:: WHAT YOU SHOULD DO ::
Return, exactly and in full, the lines of the records below starting at the one with "positive clicks: (74, 142) (35, 142)" and ending at the one with "negative clicks: (89, 142)", and no other lines.

:: SUPPLIED INFORMATION ::
--*--

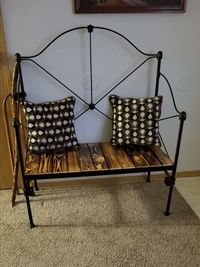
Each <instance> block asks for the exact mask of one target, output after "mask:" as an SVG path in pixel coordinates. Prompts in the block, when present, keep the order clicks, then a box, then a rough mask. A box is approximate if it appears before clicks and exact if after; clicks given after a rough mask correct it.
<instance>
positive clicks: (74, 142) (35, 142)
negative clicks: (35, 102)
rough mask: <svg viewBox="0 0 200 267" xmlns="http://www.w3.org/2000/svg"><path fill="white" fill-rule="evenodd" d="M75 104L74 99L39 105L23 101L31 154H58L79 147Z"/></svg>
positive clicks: (25, 119)
mask: <svg viewBox="0 0 200 267" xmlns="http://www.w3.org/2000/svg"><path fill="white" fill-rule="evenodd" d="M74 104H75V98H74V97H67V98H65V99H62V100H58V101H51V102H44V103H38V104H35V103H32V102H29V101H23V103H22V106H23V111H24V114H25V121H26V127H27V136H28V151H29V152H35V153H41V152H47V151H55V152H56V151H62V150H65V149H70V148H73V147H77V146H78V141H77V138H76V134H75V128H74Z"/></svg>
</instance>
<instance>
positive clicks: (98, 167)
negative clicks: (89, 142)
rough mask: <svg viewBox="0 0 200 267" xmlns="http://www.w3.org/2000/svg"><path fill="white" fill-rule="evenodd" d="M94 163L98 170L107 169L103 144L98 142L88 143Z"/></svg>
mask: <svg viewBox="0 0 200 267" xmlns="http://www.w3.org/2000/svg"><path fill="white" fill-rule="evenodd" d="M88 147H89V149H90V154H91V157H92V160H93V164H94V166H95V168H96V169H97V170H107V169H108V166H107V163H106V159H105V158H104V155H103V152H102V150H101V146H100V145H99V144H98V143H90V144H88Z"/></svg>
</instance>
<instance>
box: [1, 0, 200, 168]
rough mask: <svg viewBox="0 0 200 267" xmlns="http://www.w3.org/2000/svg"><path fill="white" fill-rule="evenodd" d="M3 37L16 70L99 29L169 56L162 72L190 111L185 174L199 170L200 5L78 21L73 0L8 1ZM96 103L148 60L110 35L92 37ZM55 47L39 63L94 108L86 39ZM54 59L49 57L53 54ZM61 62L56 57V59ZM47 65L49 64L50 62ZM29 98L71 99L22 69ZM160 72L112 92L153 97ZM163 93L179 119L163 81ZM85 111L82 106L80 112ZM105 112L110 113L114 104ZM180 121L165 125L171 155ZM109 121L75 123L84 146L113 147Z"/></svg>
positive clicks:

--*--

:: RESPONSE BELOW ::
positive clicks: (74, 142) (35, 142)
negative clicks: (35, 102)
rough mask: <svg viewBox="0 0 200 267" xmlns="http://www.w3.org/2000/svg"><path fill="white" fill-rule="evenodd" d="M75 104L74 99L39 105L23 101L31 154H58L79 147Z"/></svg>
positive clicks: (25, 119)
mask: <svg viewBox="0 0 200 267" xmlns="http://www.w3.org/2000/svg"><path fill="white" fill-rule="evenodd" d="M74 104H75V98H74V97H67V98H65V99H62V100H58V101H51V102H44V103H38V104H35V103H32V102H29V101H23V103H22V106H23V111H24V114H25V121H26V127H27V136H28V151H29V152H35V153H41V152H47V151H55V152H56V151H62V150H65V149H70V148H73V147H77V146H78V141H77V138H76V134H75V128H74Z"/></svg>
</instance>
<instance>
positive clicks: (98, 167)
negative clicks: (89, 142)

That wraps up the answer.